BEGIN Input material

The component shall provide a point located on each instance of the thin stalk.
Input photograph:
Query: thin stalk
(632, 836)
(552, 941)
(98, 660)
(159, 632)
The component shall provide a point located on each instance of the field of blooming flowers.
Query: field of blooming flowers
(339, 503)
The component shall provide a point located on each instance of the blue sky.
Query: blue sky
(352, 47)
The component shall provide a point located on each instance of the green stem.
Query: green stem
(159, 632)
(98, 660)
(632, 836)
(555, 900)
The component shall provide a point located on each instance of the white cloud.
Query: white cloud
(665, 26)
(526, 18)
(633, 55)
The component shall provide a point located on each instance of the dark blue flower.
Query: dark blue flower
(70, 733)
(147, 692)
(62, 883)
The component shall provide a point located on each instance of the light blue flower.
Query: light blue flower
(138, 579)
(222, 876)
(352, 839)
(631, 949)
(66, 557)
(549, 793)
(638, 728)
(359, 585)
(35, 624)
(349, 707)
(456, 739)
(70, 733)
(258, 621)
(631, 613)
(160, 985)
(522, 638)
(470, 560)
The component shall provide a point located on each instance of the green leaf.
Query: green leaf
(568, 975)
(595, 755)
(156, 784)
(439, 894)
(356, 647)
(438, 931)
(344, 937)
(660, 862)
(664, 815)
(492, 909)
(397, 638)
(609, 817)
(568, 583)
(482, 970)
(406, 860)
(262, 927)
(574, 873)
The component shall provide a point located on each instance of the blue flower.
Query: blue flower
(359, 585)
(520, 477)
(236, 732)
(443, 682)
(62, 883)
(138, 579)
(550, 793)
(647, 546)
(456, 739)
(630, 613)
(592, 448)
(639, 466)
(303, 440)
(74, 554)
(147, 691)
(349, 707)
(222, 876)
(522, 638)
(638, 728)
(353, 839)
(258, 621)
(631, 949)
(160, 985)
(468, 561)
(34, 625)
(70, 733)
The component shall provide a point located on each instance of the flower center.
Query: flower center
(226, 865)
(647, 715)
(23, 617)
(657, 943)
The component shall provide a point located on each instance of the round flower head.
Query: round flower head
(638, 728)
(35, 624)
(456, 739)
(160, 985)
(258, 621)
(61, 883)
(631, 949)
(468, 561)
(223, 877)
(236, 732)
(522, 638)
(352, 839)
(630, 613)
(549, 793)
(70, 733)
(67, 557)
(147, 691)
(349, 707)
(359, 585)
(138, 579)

END Input material
BEGIN Input material

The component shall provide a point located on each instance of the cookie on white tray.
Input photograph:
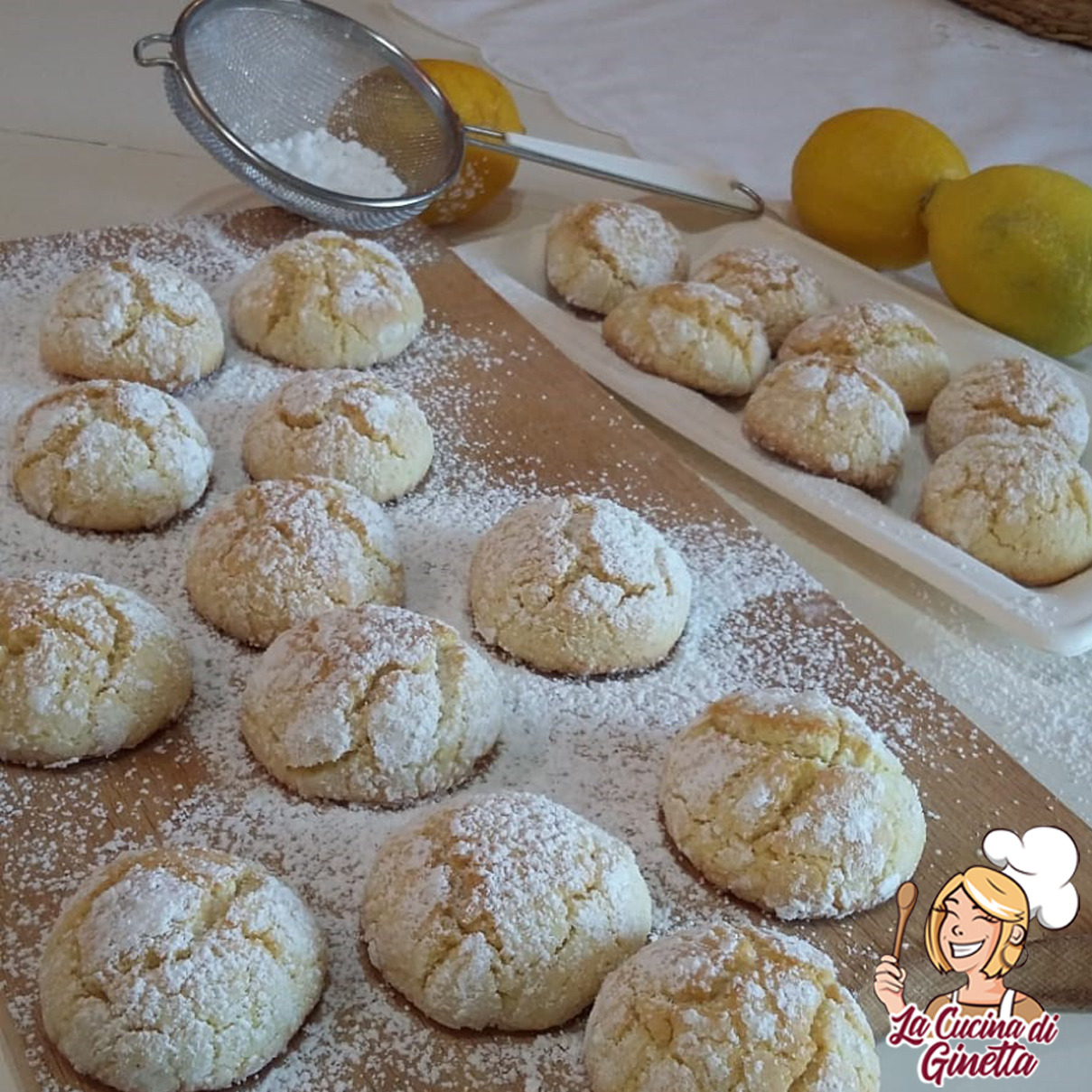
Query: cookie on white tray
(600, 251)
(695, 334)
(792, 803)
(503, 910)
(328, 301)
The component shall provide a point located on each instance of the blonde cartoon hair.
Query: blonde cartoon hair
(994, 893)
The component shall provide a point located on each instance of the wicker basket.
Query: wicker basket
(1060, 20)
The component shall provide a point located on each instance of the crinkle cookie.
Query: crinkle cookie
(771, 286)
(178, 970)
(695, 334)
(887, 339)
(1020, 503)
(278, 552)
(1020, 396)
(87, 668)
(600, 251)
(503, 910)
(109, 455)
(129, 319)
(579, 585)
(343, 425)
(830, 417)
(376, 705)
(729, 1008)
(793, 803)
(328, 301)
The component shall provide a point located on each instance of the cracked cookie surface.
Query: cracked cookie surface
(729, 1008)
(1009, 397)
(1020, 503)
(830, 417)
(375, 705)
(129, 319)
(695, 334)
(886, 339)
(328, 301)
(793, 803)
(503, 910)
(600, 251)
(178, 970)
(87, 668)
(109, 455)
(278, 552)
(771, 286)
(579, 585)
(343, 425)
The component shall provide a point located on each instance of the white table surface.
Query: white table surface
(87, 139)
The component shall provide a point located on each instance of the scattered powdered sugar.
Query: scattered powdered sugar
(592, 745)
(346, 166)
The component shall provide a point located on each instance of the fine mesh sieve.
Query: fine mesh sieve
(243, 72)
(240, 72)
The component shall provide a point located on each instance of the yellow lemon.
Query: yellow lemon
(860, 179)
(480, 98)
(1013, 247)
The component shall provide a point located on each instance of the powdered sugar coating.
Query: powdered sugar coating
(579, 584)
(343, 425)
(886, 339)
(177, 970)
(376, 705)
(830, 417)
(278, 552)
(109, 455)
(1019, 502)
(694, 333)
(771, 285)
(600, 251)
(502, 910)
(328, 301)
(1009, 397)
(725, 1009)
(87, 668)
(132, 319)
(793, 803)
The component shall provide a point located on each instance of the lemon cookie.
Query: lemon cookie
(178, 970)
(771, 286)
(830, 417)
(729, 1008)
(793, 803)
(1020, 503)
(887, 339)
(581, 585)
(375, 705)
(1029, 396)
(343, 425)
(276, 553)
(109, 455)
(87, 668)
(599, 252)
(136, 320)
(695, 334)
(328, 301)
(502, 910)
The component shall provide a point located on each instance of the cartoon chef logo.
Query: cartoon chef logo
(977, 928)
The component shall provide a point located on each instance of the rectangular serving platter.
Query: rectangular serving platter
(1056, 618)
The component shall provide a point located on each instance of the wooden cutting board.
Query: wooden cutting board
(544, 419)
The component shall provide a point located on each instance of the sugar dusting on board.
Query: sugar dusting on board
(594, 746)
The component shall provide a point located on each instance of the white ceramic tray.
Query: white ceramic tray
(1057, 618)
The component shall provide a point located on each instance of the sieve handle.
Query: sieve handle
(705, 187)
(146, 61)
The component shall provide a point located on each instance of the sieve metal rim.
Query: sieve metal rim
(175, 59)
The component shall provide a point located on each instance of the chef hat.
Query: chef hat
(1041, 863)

END Input material

> Work item: Please give again the lines above between the line holding "fine mesh sieve." and the line holding "powdered sugar coating.", inclusive, exactly as they are and with nothing added.

> Result for this task:
The component shall provide a point located on each instance of the fine mesh sieve.
Query: fine mesh sieve
(243, 72)
(240, 72)
The component shall provide a point located on each instance of the yellow lemon.
Query: yellow lemon
(860, 179)
(480, 98)
(1013, 247)
The component shall provide a point located on each instance of the powdered sugar coating.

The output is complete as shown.